MATERIALS PROVIDED:
....
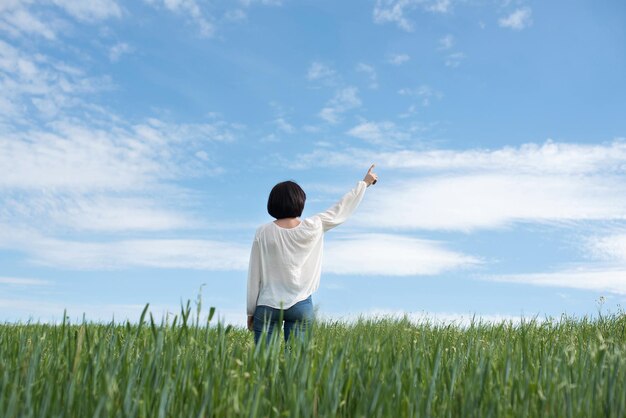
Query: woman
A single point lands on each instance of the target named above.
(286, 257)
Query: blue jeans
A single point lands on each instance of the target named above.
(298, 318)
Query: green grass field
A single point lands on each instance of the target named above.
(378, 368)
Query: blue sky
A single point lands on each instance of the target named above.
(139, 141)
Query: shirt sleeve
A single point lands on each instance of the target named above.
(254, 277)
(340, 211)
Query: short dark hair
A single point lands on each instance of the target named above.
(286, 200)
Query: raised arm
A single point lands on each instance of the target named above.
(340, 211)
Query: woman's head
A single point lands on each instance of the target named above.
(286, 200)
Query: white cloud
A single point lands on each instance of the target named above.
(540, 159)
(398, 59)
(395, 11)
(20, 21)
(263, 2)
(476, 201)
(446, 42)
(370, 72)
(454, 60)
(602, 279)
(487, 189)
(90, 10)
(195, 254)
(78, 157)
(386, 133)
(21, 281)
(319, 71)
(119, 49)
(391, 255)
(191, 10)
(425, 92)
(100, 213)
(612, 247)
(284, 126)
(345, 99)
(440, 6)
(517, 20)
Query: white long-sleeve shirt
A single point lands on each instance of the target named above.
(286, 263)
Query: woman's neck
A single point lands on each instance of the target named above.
....
GOAL OF THE EXERCISE: Swap "blue sky" for "clear sky" and write out all of the items above with nothing else changed, omitting the pictures.

EXERCISE RESPONSE:
Query: woman
A single point lands on each instance of the target named above.
(286, 257)
Query: blue jeans
A single point lands on each instance of the target named above.
(298, 318)
Query: green grass field
A single point lands on each instance of the target named above.
(378, 368)
Query: clear sky
A single point lands on each instance of the target named above.
(139, 141)
Query: shirt sleeve
A single point lands on each instance of the target named above.
(254, 277)
(340, 211)
Query: short dark hair
A single point lands on each instance of the target named above.
(286, 200)
Query: raised arm
A single point lands on each instance of the target named above.
(340, 211)
Query: woman's head
A single point lands on each instance of the target named above.
(286, 200)
Query: white cloud
A single point lands on each instance of the target named above.
(540, 159)
(398, 59)
(395, 11)
(20, 21)
(263, 2)
(476, 201)
(446, 42)
(370, 72)
(454, 60)
(602, 279)
(487, 189)
(90, 10)
(195, 254)
(78, 157)
(386, 133)
(21, 281)
(319, 71)
(119, 49)
(391, 255)
(191, 10)
(425, 92)
(100, 213)
(612, 247)
(284, 126)
(345, 99)
(440, 6)
(517, 20)
Query: white long-sleeve shirt
A single point lands on each instance of the target named above.
(286, 263)
Query: woman's neck
A single point lands on each instance of the target named above.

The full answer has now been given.